If you're doing your own solutions, then that's cool too, but still need a video. If you post a written reconstruction of your own solution that would be good as well, but probably not required.


----------



## CFOP INC (Jun 5, 2021)

oh


----------



## ruffleduck (Jun 6, 2021)

I'll record my solves stackmatted.


----------



## kubesolver (Jun 6, 2021)

WoowyBaby said:


> I'm also assuming that submissions can be individual videos uploaded for each execution, right?


Yes. That's correct. Also video is only necessary if you want to win the fixed prize. For lottery prizes I'm fine with a text submission. 


WoowyBaby said:


> if you are doing your own solutions, do you have to provide written reconstructions for your solutions, or is that optional?


Optional. But some explanation if there is something of interest is welcome. 


WoowyBaby said:


> How is it going to be timed?


Any way you wish but cubing timer is preferred. I reserve a right to add a tenth or two of a second if someone has used timing method that gave him a clear advantage. 


Nmile7300 said:


> For the "fastest using the same solution as the WR" would using a slightly different PLL alg be allowed if there is no difference in AUF?


It's supposed to be a tribute to Ruihang Xu so let's use his exact PLL


----------



## qwr (Jun 6, 2021)

Wait where is this money coming from


----------



## kubesolver (Jun 6, 2021)

It's sponsored by kubesolver.com


----------



## fun at the joy (Jun 6, 2021)

I've always had a lot of fun competing in your competitions so I'm very happy and grateful that you're hosting another one.
One question before I submit my entry: Do the solves have to be done one after another in one sitting/in one sitting?


----------



## kubesolver (Jun 6, 2021)

fun at the joy said:


> : Do the solves have to be done one after another in one sitting/in one sitting?


No. 
It's fine to drill one for a week than work on another one


----------



## fun at the joy (Jun 6, 2021)

Ruihang's solutions:














6.079 Mo3


----------



## WoowyBaby (Jun 8, 2021)

Here's some short solutions you can use to get the fastest execution!

1. L2 B D2 F2 D2 R2 F2 U2 R2 D F L2 B D' U' L F2 U L2 U'
y r2 R' U r' f2 R2 U f' // FB
U R2 U' R' U' r // SB
U F R' F' R U2 R U2 R' // CMLL
M U' M U' M' U' M U // LSE

2. R' F2 R' D2 U2 F L' U' L' R F' U' F2 R2 U' F R2
y' z R D' F U' r' D' r2 f' D' // FB
r U2 R2 U2 R' U' R' U' R2 r' U' R // SB
F R U R' U' F' // CMLL
U' M' U' M' U M2 // LSE

3. L2 R2 B2 D U B2 U' R2 D2 U' B R2 B2 F R U' B L R2 D' L' U2
y2 z U F' D f R2 r' F // FB
M' R' U' R' U2 R2 // SB
U' R U2 R' U' R U' R' // CMLL
U' M' U M' U' M2 U' M' U M' U' // LSE

I want to see someone get a sub-5 mo3 with these short roux solutions. Try it out, good luck!

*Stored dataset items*
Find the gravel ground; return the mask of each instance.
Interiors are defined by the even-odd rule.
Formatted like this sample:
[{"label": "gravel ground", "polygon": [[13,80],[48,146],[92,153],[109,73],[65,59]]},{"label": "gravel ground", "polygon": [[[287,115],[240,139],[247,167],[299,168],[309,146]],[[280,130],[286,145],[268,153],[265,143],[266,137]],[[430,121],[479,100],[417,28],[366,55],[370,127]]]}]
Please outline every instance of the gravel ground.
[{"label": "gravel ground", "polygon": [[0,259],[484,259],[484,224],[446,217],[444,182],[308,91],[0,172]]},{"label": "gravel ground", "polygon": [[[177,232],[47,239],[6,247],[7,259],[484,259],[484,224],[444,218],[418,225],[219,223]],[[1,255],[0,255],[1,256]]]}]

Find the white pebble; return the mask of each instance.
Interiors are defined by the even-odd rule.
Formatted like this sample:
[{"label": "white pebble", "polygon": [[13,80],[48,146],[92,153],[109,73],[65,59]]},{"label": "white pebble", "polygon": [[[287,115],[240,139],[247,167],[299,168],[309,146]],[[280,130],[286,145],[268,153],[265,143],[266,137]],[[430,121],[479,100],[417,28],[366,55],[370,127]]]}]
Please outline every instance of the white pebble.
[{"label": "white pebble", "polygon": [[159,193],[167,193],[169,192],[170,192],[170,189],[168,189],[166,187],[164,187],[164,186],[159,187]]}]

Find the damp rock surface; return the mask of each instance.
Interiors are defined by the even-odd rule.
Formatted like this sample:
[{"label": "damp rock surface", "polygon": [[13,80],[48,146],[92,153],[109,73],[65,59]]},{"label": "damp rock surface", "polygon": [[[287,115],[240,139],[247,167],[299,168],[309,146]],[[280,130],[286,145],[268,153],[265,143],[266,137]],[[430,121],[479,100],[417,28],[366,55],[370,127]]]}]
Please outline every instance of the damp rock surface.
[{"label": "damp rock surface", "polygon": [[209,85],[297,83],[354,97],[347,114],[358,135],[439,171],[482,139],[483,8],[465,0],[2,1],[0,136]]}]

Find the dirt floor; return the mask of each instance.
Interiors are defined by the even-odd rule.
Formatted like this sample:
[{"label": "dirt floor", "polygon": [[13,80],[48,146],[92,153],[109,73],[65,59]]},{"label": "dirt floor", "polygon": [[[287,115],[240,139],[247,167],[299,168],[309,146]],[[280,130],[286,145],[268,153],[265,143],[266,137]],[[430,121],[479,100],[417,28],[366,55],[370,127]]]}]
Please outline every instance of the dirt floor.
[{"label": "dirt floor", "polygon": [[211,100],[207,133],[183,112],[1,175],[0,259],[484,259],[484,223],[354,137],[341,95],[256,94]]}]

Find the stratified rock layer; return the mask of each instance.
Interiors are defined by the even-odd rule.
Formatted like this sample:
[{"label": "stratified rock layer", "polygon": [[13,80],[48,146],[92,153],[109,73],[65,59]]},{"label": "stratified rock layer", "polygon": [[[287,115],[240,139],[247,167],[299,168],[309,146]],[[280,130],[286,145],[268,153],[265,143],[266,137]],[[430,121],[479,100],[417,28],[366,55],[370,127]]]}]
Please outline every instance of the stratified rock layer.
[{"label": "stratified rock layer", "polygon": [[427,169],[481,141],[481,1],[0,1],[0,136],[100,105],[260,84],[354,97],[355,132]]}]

*Directions for this task*
Continue the forum thread about the cube-solving competition, picking up after its last post.

*Task answer*
----------



## kubesolver (Jun 9, 2021)

My entries with Ruihang's solutions:


https://kubesolver.com/other/kuba_ruihang_tribute.mp4


8,80, 8,71, 9,84.


----------



## kubesolver (Jun 25, 2021)

Given not much traffic I will bump a post once and introduce a new rule.

Anyone who posts a new best result will automatically win a prize (until they run out)
So right now @WoowyBaby and @fun at the joy are guaranteed a prize and so will be the first person to beat current best average.


----------



## fun at the joy (Jun 25, 2021)

Thank you so much @kubesolver! I've actually put a lot of time into this so I'm very happy to win a prize.

I'll post my best times with Ruihang's solutions that I got over time so that everyone knows what to beat:












5.639 Mo3


----------



## TipsterTrickster (Jun 25, 2021)

Here is my submission for the category where you can use any human findable solutions (I used @WoowyBaby solutions)
(videos are linked on the times)
Solve 1: 3.762
Solve 2: 4.768 
Solve 3: 4.011 
Mo3: 4.18


----------



## ruffleduck (Jun 25, 2021)

OK, now I'm going to actually start practicing Ruihang's solutions! I got 5.60 on scramble 1 but unfortunately I was not recording.


----------



## jun349 (Jun 26, 2021)

PetrusQuber said:


> I might try this!


hey i like da subway


----------



## Cuberstache (Jun 26, 2021)

With Ruihang's solutions. These solutions are so bad lol, it was really hard to even get sub-7




6.78
6.59
6.94

6.77 mo3


----------



## cubingisfun610 (Jul 8, 2021)

hey everyone!

new best (category1)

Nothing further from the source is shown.